(WHAT THE TASK ASKS): Reproduce everything from the line containing "Identify the leafy" down to the end of the items, putting "stone" in place of "brick" and leaving everything else as it stands.

(INPUT FOR THIS TASK):
'''
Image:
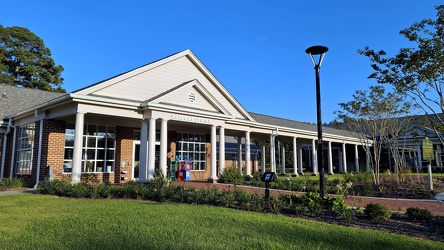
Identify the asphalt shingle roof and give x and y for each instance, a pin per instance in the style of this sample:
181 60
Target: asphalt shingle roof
14 99
271 120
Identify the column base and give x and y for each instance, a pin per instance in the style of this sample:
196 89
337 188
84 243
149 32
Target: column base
212 180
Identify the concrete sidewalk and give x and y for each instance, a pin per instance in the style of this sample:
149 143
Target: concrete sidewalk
19 191
435 206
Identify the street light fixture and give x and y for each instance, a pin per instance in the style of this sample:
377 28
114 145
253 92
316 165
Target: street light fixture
314 51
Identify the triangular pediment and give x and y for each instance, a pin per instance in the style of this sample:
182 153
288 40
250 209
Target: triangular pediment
169 81
190 95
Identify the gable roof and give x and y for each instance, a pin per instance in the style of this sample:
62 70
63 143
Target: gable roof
14 99
266 119
157 78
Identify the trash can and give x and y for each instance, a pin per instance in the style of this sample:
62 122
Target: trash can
188 165
173 171
181 171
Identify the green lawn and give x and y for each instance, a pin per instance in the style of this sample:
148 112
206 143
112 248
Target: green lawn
49 222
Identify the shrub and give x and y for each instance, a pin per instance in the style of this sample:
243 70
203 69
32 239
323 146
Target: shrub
335 204
55 187
10 183
102 190
419 214
275 205
80 190
377 212
314 203
231 175
227 198
159 180
243 198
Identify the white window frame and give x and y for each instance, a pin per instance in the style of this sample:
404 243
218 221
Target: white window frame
25 149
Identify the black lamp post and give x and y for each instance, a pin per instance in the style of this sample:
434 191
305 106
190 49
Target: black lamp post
313 51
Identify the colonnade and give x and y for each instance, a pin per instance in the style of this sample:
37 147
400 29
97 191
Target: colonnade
147 151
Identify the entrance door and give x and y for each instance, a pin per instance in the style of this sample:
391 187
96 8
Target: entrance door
136 158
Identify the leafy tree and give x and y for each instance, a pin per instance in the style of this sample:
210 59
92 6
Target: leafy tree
26 62
375 117
417 71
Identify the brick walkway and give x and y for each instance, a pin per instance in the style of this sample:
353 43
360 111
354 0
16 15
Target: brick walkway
436 207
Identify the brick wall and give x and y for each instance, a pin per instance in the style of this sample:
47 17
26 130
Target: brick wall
124 153
53 148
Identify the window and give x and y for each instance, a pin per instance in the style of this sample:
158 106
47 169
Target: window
25 149
98 150
191 147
'''
(OUTPUT OF THE EXERCISE):
Identify the leafy tree and give x and y for each instance, a pin per instance in the style of this sample:
210 59
92 6
Target: leafy tree
26 62
375 117
417 71
Identify the stone walkway and give x and y for each instance, a pin per instance in the style of this sample:
353 43
360 111
354 0
16 15
Target: stone walkway
436 207
Identify the stone wall and give x and y for each instance, a pin per instance in the style of this sample:
47 17
26 130
Target: stone wall
124 153
53 148
Identify the window and give x and y for each instance, a pin per instance in the style of this sample:
158 106
47 169
Target: window
25 149
98 150
191 147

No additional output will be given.